▶ [Data records]:
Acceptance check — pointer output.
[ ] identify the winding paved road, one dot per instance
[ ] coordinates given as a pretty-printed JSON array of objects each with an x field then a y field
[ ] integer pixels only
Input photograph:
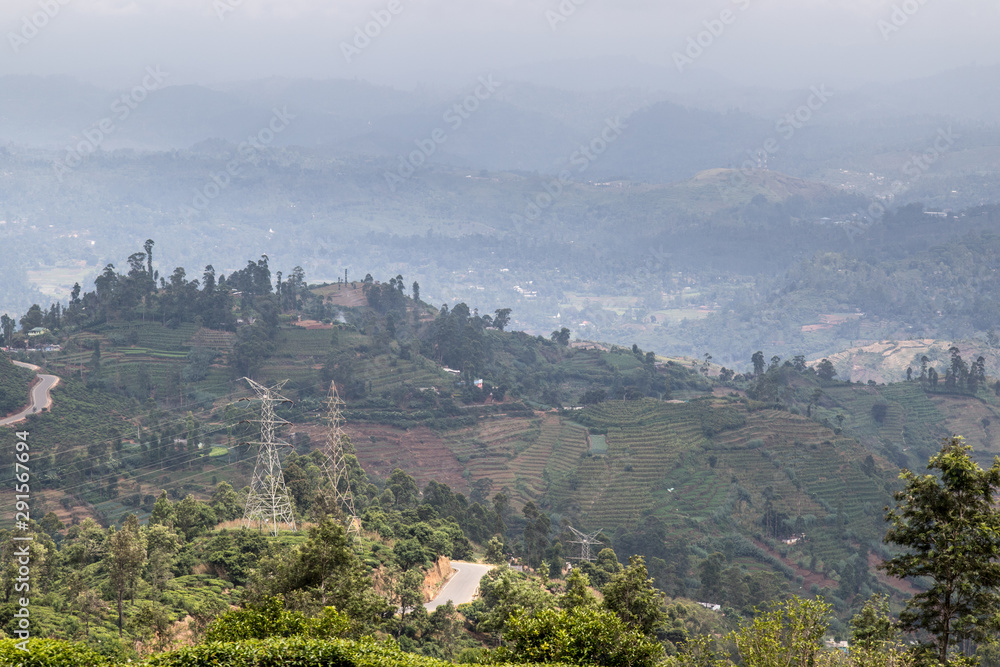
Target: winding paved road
[
  {"x": 40, "y": 396},
  {"x": 462, "y": 587}
]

▶ [Task brief]: Revise all the records by swapping "paved" for "gravel" wherever it appears and keeping every other line unchanged. Omit the pictures from your answer.

▶ [Written answer]:
Acceptance check — pointer output.
[ ] identify the winding gravel road, one dot per instance
[ ] coordinates given as a pretty-printed JSON array of objects each with an x field then a y field
[ ] integer pixels only
Input photograph:
Target: winding gravel road
[
  {"x": 40, "y": 396},
  {"x": 462, "y": 587}
]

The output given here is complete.